DESCRIPTION OF THE TASK - Locate each line below that contains the string "give" and copy every one of them in full.

DATASET CONTENT -
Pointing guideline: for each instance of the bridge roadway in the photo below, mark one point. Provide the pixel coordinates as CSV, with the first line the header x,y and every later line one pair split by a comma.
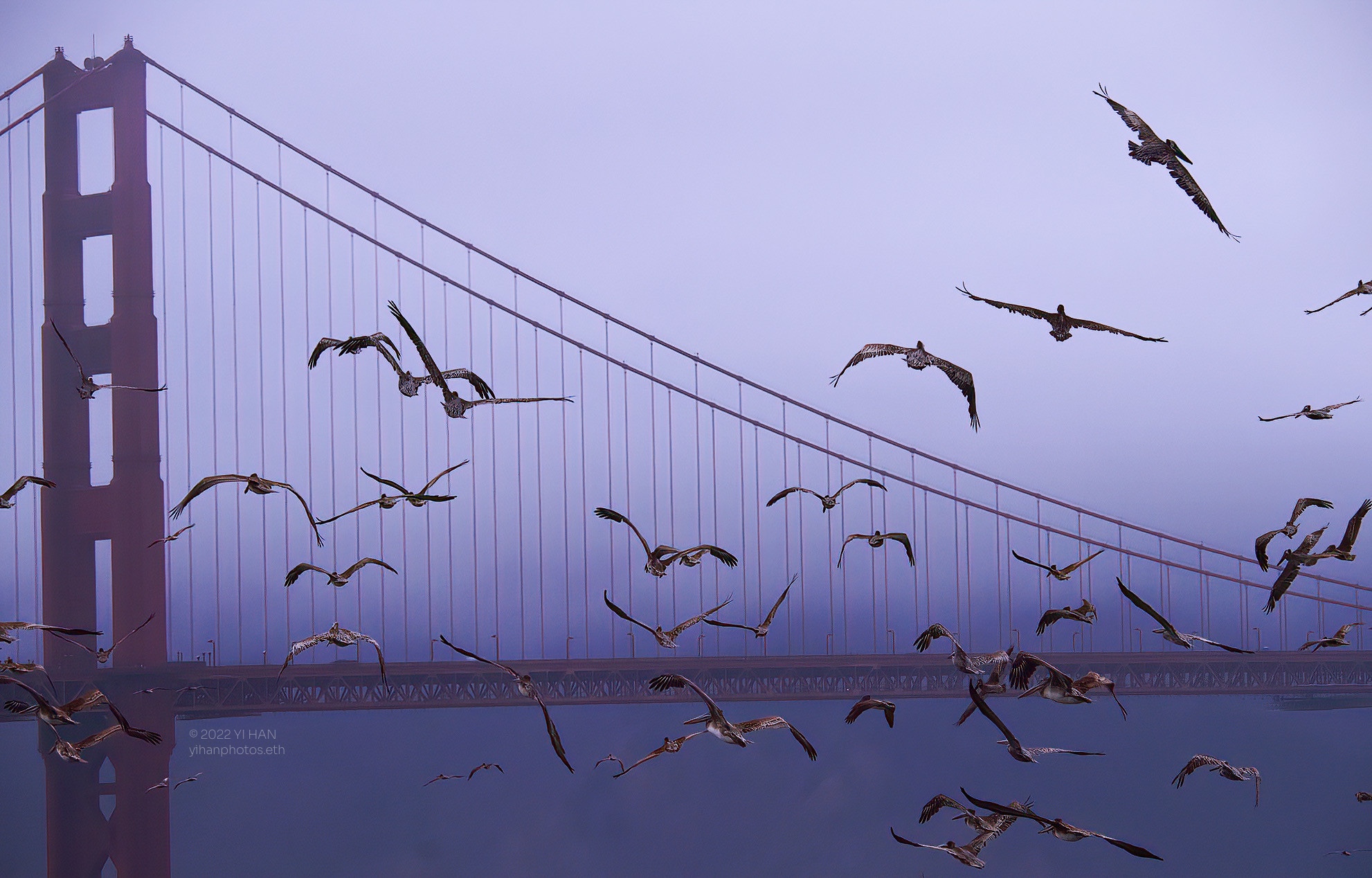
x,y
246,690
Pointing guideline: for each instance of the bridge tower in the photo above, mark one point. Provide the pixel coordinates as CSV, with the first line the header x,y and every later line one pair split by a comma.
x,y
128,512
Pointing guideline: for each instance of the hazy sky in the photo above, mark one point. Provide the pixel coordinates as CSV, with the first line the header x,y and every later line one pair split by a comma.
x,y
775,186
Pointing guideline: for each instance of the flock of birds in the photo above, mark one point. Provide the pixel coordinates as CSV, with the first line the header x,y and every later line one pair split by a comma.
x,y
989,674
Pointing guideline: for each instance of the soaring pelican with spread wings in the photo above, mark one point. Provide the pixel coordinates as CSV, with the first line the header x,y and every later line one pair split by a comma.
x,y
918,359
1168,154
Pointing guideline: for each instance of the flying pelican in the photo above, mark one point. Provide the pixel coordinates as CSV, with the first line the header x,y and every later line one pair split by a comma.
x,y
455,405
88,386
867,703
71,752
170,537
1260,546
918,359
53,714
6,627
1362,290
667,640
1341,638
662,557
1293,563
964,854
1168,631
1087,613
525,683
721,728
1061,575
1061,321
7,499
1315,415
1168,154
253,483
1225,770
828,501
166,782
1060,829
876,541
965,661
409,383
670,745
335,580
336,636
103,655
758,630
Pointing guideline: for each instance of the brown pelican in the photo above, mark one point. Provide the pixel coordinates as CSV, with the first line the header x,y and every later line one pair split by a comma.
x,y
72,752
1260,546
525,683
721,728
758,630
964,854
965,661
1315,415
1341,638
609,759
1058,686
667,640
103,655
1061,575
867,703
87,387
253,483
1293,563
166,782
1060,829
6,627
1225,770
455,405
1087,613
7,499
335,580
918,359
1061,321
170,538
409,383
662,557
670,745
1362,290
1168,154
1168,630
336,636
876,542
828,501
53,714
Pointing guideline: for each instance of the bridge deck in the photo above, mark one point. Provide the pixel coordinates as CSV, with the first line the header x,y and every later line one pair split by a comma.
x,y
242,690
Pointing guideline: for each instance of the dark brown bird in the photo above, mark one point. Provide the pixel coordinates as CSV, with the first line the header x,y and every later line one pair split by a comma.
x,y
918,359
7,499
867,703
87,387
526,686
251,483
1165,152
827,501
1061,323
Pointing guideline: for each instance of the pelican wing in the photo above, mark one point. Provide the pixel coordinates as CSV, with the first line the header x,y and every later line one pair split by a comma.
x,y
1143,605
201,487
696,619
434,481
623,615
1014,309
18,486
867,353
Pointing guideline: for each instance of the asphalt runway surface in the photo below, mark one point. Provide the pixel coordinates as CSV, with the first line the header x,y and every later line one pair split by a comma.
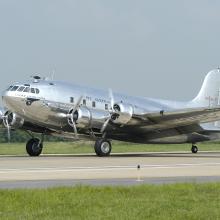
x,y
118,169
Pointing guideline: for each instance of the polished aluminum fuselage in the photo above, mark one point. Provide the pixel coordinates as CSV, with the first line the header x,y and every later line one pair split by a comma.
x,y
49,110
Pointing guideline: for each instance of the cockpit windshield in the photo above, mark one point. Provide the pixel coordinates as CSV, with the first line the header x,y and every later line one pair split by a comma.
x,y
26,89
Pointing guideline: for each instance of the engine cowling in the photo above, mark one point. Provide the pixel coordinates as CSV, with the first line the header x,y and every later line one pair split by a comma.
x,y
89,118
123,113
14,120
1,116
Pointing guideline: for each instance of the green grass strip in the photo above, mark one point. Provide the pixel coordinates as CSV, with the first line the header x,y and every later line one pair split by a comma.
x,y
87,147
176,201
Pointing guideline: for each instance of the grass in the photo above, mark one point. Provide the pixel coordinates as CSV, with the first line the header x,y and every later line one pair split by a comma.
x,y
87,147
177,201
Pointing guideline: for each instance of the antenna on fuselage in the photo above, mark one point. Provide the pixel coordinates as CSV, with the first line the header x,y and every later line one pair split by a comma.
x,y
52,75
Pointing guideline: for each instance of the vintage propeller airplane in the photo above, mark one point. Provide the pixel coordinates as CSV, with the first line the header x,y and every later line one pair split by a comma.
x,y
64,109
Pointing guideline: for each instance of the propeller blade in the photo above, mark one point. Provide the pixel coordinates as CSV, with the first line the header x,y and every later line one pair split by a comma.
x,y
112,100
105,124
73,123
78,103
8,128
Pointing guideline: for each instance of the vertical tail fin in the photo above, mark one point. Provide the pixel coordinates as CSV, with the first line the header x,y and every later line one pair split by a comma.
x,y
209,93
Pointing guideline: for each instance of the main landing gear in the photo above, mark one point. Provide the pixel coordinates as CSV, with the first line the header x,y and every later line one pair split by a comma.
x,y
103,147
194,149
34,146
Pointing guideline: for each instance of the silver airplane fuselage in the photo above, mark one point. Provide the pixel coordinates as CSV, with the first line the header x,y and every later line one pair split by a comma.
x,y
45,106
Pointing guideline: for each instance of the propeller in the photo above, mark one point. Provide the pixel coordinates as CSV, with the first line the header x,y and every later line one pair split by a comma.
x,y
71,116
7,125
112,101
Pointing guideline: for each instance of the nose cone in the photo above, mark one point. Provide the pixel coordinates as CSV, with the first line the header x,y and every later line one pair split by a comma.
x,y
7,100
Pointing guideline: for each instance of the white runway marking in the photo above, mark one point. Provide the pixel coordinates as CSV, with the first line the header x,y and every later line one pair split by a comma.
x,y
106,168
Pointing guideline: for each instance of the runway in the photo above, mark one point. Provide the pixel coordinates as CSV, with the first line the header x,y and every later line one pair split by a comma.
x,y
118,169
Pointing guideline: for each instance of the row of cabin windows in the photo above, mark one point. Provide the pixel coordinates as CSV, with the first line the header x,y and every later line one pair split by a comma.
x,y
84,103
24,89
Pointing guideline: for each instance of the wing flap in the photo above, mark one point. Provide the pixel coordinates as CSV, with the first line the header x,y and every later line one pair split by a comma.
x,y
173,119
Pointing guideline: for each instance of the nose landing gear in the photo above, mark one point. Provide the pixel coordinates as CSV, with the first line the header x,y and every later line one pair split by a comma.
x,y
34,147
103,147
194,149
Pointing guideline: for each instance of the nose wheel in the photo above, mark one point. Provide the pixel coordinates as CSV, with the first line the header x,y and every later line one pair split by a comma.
--
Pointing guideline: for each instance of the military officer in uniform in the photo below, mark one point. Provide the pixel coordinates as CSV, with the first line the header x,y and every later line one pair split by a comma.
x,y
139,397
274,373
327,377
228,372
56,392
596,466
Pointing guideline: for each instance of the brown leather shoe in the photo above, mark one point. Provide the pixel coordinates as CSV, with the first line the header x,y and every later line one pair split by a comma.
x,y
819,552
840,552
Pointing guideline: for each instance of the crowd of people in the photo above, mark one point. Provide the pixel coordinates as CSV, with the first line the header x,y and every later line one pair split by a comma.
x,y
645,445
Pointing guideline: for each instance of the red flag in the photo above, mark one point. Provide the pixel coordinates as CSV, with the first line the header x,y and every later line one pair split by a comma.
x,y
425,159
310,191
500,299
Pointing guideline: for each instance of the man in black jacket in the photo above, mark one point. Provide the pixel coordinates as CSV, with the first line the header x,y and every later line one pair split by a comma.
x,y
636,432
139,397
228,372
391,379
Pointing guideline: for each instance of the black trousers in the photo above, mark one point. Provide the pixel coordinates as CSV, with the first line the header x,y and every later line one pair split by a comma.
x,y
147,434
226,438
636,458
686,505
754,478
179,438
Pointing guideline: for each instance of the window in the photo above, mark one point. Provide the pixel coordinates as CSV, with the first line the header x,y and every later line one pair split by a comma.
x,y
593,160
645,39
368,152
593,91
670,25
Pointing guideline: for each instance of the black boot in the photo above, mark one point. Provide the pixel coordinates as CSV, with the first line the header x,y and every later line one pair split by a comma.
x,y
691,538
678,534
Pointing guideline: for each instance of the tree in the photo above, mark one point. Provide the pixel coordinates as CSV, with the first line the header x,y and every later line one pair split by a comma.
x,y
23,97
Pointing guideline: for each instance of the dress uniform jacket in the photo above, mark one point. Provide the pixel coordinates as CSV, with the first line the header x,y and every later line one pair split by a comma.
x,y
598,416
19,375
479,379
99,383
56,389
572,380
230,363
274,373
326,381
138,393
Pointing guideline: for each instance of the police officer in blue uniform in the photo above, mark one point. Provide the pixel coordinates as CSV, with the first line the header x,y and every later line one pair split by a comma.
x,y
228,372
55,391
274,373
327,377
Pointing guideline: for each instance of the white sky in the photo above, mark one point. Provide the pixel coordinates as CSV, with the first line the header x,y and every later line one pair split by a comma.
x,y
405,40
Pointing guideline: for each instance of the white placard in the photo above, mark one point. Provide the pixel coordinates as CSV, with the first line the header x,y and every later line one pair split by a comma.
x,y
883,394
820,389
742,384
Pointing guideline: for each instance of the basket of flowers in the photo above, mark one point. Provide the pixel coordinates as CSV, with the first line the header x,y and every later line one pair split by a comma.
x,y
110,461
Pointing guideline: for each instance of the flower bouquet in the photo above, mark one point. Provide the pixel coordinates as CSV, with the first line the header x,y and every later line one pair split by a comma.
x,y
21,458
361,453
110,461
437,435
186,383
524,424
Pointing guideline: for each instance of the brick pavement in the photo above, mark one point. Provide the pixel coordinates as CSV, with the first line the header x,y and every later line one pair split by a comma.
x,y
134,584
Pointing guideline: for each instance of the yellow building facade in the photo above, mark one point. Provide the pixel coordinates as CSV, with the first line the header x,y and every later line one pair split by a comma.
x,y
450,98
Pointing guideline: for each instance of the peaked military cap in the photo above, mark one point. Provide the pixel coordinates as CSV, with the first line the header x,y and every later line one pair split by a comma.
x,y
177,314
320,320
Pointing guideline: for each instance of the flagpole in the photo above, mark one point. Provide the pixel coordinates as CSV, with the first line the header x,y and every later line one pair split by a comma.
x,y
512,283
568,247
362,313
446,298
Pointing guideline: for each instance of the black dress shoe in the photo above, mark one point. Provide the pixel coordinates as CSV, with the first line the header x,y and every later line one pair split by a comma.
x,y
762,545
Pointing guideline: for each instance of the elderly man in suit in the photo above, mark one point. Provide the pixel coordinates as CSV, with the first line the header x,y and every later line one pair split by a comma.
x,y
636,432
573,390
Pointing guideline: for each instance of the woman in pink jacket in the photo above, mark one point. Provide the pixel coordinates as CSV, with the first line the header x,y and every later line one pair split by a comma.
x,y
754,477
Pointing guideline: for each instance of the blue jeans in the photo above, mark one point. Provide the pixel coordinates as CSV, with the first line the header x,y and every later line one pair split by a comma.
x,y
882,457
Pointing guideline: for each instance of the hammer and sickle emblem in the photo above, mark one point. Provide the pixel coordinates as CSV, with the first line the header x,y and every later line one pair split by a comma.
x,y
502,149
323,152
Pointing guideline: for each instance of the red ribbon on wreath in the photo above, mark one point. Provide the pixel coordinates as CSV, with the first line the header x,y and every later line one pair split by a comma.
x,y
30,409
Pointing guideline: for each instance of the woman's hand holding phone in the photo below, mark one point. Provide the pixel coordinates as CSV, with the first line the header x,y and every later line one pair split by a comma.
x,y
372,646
--
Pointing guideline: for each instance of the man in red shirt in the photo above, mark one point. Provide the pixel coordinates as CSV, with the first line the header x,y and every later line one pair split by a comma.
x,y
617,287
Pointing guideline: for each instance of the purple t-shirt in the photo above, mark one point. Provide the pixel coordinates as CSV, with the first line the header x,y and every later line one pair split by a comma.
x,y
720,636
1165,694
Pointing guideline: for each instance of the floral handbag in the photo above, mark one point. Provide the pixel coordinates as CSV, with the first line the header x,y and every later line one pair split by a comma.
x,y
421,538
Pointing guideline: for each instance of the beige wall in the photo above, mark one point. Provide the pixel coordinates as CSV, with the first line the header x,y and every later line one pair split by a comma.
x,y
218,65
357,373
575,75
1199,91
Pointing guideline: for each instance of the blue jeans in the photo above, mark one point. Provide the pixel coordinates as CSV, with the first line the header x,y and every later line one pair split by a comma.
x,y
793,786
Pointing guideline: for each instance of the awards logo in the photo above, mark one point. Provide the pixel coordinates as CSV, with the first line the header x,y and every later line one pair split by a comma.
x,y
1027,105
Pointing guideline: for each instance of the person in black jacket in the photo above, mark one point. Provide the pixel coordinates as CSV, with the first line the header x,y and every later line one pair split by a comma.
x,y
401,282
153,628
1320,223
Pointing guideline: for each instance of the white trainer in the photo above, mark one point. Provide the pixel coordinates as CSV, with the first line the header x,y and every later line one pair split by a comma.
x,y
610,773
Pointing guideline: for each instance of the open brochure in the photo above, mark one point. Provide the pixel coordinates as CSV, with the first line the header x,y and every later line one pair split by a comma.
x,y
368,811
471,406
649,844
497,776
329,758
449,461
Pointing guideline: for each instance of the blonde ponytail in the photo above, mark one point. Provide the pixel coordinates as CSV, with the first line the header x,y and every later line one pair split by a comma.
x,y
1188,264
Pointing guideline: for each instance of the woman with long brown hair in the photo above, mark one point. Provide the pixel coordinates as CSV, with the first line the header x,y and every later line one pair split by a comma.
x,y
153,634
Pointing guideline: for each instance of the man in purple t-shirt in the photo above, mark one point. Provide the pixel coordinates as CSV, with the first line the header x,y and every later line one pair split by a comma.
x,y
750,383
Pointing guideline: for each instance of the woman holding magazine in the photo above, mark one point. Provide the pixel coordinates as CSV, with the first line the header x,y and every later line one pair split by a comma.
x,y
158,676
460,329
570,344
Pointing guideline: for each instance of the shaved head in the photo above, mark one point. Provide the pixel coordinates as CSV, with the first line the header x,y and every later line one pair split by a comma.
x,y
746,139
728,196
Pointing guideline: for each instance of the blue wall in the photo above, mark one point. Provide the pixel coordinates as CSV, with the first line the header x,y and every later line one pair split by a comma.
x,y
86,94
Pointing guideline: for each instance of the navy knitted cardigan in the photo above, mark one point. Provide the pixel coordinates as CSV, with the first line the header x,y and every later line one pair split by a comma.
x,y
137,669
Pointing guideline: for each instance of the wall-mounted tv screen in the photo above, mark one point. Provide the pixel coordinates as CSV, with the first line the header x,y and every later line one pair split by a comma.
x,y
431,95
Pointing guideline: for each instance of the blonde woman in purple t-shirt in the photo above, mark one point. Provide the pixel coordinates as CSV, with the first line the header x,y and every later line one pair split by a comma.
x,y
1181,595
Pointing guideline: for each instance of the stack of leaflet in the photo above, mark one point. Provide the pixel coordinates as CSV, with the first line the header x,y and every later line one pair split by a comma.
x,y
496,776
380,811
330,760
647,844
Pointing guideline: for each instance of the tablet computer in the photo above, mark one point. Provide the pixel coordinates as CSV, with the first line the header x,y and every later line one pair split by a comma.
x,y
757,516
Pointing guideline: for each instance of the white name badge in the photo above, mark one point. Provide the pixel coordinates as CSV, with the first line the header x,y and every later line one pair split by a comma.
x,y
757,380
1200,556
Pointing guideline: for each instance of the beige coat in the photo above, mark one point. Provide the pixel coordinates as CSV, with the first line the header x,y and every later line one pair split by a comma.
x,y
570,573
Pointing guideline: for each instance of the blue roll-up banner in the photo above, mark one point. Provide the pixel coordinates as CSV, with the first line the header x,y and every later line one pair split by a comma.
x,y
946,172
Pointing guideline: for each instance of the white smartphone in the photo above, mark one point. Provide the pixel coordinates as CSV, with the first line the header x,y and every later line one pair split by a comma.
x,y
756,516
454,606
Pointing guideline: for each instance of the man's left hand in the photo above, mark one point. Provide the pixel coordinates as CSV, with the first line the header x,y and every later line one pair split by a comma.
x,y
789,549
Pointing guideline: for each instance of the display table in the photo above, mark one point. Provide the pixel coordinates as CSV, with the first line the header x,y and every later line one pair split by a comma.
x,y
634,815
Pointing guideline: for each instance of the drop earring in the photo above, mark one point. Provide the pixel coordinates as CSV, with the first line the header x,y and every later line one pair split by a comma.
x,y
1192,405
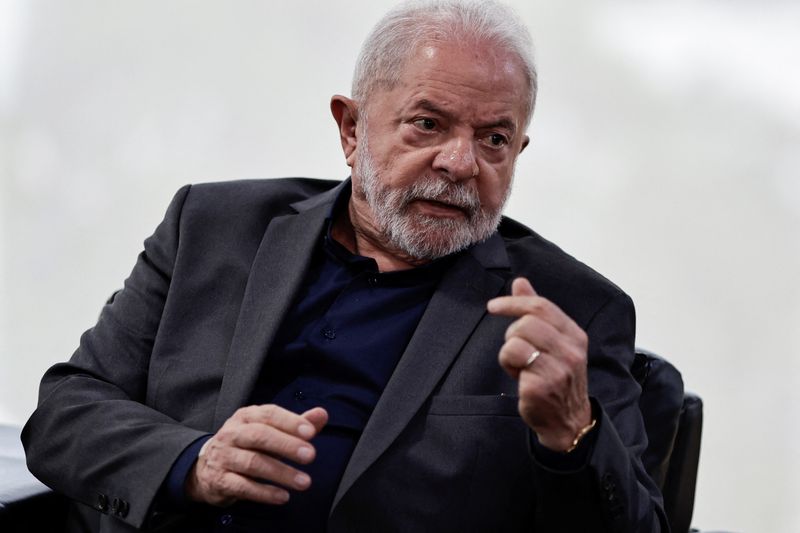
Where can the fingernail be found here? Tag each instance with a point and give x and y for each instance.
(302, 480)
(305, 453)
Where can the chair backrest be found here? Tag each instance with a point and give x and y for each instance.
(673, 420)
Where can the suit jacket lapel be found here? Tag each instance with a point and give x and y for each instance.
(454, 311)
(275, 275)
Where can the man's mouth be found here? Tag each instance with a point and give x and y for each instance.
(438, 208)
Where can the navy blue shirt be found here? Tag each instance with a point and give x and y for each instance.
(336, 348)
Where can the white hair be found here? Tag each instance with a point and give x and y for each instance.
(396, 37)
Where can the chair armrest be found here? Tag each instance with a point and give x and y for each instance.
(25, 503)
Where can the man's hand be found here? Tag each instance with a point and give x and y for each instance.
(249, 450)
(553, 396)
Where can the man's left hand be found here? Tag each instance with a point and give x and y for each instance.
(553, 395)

TASK RESULT -
Where can the fingernail be found here? Tag each instance with a point and give x and y for each instance.
Where can the chair backrest be found here? Tag each instance with a point and give x and y for each instance.
Where can the suit jacket lapel be found here? Tag each instance with a point and give x and y for each instance.
Where can the man's mouth be found here? Tag each instance with a point and give x and y for each instance.
Where can the navy blue shirt be found here? Tag each instance with a point and give x and y for each instance.
Where can the white hair be found here? Tag each instance with a point and give x and y for each instance.
Where can the chair armrest be found here? Tag each instance with a point and give x and y for each instance.
Where can the man's hand be found here? Tag each instance with a point and give x and y for each instance.
Where can the man's left hand be found here? Tag each instance with a point and give x and y for each instance.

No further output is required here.